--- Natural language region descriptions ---
※ ※ ※
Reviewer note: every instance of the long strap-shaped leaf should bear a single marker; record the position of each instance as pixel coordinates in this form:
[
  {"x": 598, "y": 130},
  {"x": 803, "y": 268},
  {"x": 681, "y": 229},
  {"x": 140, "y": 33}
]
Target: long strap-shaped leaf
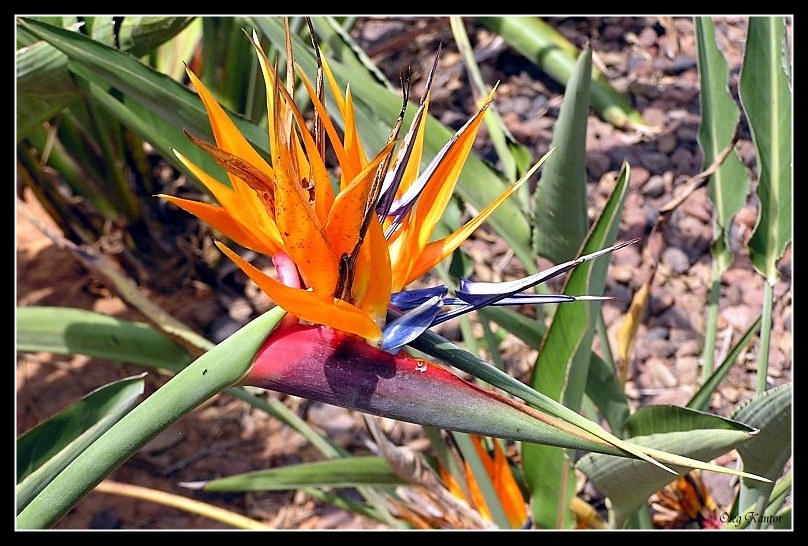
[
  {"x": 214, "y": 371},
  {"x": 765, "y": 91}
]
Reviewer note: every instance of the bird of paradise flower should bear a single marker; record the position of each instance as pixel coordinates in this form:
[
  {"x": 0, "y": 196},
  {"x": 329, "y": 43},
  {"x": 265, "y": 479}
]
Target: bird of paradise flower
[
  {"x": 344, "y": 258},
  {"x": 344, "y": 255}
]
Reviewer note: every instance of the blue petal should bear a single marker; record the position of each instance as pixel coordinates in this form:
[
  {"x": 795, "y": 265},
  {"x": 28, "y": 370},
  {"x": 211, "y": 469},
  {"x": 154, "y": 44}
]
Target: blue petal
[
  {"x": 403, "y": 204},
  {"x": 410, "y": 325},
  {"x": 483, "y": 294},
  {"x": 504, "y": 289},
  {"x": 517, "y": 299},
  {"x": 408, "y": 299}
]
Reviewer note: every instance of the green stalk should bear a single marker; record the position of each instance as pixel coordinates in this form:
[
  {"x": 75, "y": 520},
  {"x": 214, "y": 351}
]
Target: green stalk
※ ※ ※
--- Required work ---
Only the lines of the data holding the string "marker" are wanted; copy each of them.

--- Your response ---
Reviewer note: every instance of the long strap-shaped leaf should bear a single marker; record the position of each instance as pixel coordinates in this form:
Reviewer note: every instance of the bird of paradise flower should bear a single marker; record the position of each instance as pixel coordinates in this form:
Reviewer note: every instance of the blue petal should bear a single marker; record the position of each instance as pixel coordinates in this form:
Reviewer note: every instance of the green stalk should bear a single marker; record the position of each instance as pixel coordinates in this form:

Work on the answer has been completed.